--- Start of Dataset content ---
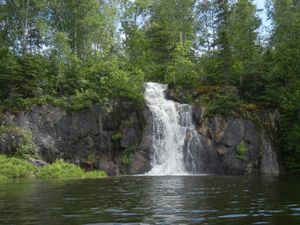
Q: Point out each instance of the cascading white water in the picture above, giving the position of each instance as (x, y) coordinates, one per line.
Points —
(172, 130)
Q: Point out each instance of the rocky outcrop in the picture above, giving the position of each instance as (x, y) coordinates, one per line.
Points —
(118, 139)
(235, 146)
(96, 138)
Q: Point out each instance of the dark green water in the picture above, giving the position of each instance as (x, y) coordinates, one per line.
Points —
(153, 200)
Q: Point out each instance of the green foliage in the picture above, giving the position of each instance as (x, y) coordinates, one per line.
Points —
(242, 150)
(219, 101)
(94, 174)
(11, 167)
(62, 170)
(182, 71)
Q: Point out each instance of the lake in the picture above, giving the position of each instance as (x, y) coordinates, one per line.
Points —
(153, 200)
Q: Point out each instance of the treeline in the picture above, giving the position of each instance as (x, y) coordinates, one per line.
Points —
(74, 53)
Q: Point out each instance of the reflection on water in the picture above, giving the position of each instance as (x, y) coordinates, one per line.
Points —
(153, 200)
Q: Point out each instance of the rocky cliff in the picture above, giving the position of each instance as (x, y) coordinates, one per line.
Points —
(117, 139)
(98, 138)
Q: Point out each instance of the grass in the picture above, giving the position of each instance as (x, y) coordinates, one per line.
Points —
(242, 150)
(12, 167)
(62, 170)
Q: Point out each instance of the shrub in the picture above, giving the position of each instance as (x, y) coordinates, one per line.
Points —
(95, 174)
(242, 150)
(60, 169)
(11, 167)
(26, 148)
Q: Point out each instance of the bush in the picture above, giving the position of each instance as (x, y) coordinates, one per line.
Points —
(95, 174)
(11, 167)
(242, 150)
(60, 169)
(26, 148)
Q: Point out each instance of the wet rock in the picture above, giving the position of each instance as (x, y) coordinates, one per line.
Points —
(76, 136)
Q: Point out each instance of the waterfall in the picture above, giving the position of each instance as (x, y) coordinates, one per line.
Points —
(173, 132)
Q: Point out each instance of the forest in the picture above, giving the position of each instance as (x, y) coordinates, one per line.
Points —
(77, 53)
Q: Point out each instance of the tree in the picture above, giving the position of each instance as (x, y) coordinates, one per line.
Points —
(171, 22)
(243, 40)
(223, 38)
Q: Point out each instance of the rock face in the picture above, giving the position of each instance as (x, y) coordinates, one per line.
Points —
(94, 138)
(236, 146)
(117, 139)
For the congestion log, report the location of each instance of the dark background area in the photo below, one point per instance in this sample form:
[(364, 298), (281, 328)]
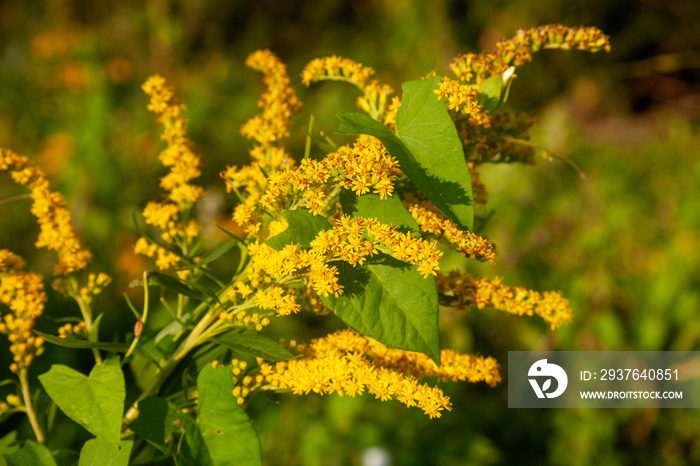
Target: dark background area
[(621, 244)]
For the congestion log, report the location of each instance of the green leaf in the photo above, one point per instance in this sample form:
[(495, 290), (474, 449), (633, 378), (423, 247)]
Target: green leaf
[(224, 426), (490, 93), (195, 291), (218, 252), (156, 422), (450, 191), (84, 344), (7, 444), (426, 128), (255, 344), (95, 402), (104, 453), (303, 228), (390, 301), (32, 454), (389, 211)]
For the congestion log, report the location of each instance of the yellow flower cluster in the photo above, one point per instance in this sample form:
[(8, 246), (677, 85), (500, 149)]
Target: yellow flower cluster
[(269, 265), (498, 143), (474, 68), (336, 364), (463, 99), (481, 292), (363, 167), (94, 286), (71, 331), (467, 243), (454, 366), (479, 193), (337, 68), (23, 293), (49, 207), (12, 403), (351, 240), (346, 241), (170, 216), (279, 102), (178, 154)]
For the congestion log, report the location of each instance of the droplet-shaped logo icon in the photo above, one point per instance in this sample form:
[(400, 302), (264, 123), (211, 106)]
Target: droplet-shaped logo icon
[(541, 369)]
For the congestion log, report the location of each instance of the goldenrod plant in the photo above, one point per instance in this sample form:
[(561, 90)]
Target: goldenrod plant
[(355, 230)]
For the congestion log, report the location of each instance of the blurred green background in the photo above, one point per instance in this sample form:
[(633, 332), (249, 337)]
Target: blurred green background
[(623, 244)]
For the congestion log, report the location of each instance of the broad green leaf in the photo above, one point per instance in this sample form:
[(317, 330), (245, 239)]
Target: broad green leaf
[(156, 422), (490, 93), (104, 453), (218, 252), (426, 128), (95, 402), (390, 301), (303, 228), (225, 427), (422, 173), (192, 451), (31, 453), (389, 211), (8, 445), (84, 344), (255, 344)]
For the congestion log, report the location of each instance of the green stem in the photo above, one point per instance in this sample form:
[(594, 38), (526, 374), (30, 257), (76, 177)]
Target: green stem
[(142, 319), (28, 405), (87, 317)]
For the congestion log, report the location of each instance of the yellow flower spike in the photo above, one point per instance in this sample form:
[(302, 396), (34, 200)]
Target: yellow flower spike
[(23, 294), (468, 291), (473, 68), (184, 167), (348, 364), (279, 104), (56, 232)]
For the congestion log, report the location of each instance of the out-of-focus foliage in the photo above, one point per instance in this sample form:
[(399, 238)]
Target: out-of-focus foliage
[(622, 244)]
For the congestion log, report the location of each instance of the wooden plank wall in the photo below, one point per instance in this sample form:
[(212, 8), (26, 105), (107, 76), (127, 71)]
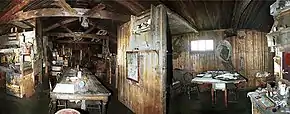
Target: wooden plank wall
[(143, 97), (250, 54)]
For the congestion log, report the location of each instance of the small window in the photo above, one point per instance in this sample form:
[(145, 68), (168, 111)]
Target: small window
[(202, 45)]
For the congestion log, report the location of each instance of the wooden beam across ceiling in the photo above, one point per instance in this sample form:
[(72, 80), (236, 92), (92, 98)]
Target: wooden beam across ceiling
[(14, 9), (95, 9), (133, 6), (76, 42), (60, 12), (63, 22), (70, 35), (82, 35), (67, 7), (238, 12)]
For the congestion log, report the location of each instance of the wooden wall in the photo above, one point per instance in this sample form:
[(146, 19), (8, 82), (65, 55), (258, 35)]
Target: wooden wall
[(147, 96), (250, 53)]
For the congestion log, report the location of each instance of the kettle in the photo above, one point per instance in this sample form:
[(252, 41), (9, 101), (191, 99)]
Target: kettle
[(283, 90)]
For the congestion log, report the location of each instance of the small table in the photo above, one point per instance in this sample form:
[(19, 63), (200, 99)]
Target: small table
[(217, 85), (95, 92)]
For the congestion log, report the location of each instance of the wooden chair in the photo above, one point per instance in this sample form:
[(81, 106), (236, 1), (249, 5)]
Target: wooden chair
[(188, 86)]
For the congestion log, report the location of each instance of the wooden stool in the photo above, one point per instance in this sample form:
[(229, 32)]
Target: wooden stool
[(62, 111)]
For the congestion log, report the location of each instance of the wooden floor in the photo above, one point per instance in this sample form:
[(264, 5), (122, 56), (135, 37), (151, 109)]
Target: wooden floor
[(38, 104)]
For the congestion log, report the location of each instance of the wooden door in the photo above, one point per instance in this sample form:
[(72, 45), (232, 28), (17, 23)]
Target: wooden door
[(142, 62), (286, 65)]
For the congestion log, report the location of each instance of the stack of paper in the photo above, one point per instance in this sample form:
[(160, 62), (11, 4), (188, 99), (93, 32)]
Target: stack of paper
[(64, 88)]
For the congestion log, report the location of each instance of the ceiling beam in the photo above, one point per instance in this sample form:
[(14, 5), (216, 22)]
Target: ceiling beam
[(67, 29), (77, 42), (82, 35), (111, 34), (95, 9), (21, 24), (134, 7), (93, 36), (63, 22), (14, 9), (59, 12), (67, 7), (238, 12)]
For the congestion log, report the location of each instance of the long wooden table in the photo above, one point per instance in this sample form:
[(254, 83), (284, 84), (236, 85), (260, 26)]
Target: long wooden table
[(95, 91), (217, 85)]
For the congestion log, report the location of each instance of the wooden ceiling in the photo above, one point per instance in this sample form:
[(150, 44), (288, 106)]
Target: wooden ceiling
[(202, 14)]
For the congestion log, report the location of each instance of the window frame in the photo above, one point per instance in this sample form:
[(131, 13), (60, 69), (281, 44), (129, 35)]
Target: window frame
[(202, 51)]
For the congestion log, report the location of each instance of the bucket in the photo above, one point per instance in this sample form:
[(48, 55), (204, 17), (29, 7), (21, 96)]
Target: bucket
[(67, 111)]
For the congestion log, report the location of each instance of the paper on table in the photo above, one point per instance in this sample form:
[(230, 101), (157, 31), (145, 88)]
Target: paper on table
[(64, 88)]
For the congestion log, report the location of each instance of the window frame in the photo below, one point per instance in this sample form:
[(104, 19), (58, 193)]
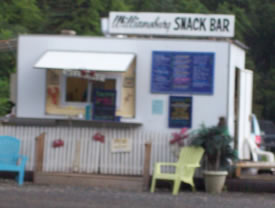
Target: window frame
[(115, 76)]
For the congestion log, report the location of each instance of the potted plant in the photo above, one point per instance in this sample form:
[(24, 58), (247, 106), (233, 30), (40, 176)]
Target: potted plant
[(218, 155)]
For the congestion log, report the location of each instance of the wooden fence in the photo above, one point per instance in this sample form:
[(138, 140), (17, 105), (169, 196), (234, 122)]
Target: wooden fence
[(82, 154)]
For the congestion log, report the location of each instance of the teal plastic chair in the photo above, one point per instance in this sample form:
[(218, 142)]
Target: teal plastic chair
[(10, 160), (189, 160)]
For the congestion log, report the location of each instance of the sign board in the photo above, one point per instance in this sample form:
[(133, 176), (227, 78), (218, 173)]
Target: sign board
[(104, 102), (121, 145), (171, 24), (182, 72), (180, 112), (157, 107)]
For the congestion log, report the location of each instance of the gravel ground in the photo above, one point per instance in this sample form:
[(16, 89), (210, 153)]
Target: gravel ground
[(40, 196)]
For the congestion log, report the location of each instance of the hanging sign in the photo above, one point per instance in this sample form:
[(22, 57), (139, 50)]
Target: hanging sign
[(171, 24), (121, 145), (182, 72), (180, 112)]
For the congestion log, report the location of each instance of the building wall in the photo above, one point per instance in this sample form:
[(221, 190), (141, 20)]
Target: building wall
[(206, 108)]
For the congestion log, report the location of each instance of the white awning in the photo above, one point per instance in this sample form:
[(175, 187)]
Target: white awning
[(72, 60)]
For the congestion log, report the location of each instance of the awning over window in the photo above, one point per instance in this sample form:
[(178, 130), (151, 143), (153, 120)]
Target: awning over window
[(68, 60)]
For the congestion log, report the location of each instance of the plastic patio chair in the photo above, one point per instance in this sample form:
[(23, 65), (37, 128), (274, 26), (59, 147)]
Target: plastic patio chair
[(10, 160), (189, 160)]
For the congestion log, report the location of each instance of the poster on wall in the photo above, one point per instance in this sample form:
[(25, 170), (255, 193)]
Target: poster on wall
[(104, 105), (182, 72), (180, 112), (157, 107)]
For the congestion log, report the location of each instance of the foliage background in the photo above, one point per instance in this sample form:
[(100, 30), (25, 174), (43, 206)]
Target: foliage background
[(255, 26)]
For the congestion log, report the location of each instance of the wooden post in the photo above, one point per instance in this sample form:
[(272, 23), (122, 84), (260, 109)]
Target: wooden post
[(39, 154), (147, 162)]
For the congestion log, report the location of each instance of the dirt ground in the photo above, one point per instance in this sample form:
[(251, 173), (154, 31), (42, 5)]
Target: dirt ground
[(42, 196)]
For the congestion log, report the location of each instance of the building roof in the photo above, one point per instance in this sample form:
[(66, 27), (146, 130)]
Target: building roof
[(8, 45)]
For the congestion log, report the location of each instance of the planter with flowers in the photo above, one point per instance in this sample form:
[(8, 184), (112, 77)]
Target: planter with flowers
[(218, 155)]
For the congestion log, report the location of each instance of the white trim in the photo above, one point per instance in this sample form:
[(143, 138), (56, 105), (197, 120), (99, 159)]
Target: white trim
[(75, 60)]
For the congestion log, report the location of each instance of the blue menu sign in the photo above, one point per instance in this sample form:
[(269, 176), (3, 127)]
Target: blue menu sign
[(104, 104), (182, 72), (180, 112)]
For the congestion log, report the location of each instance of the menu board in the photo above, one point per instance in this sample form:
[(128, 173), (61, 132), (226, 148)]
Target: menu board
[(182, 72), (104, 104), (180, 112)]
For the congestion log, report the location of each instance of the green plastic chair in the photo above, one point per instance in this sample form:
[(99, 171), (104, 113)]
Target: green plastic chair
[(189, 160)]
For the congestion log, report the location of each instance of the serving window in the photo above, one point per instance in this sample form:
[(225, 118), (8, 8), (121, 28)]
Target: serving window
[(69, 95), (74, 78)]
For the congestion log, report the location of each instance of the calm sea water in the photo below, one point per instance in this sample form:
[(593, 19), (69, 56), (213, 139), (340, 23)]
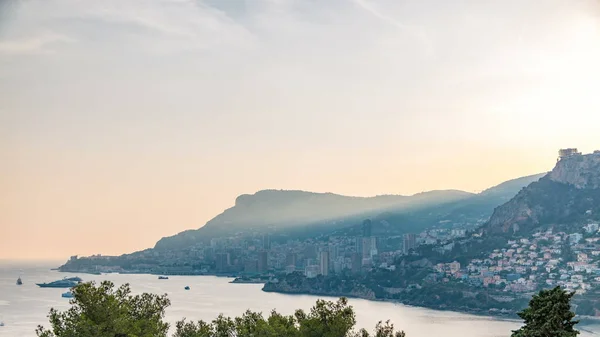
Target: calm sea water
[(22, 308)]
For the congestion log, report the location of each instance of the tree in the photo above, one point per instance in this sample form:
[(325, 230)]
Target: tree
[(548, 315), (103, 311)]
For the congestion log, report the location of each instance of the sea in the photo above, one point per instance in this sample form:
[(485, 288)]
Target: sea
[(23, 308)]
--- End of Dataset content ---
Please repeat the material above word for word, from the line containing "the wooden door" through the line containing "[(142, 62), (286, 65)]", with both of those lines included.

◆ **Response**:
For the congestion log, report the location of each instance of the wooden door in the photo above, one point per instance in this sample form:
[(72, 45), (232, 28), (17, 23)]
Target: wooden door
[(142, 62), (286, 65)]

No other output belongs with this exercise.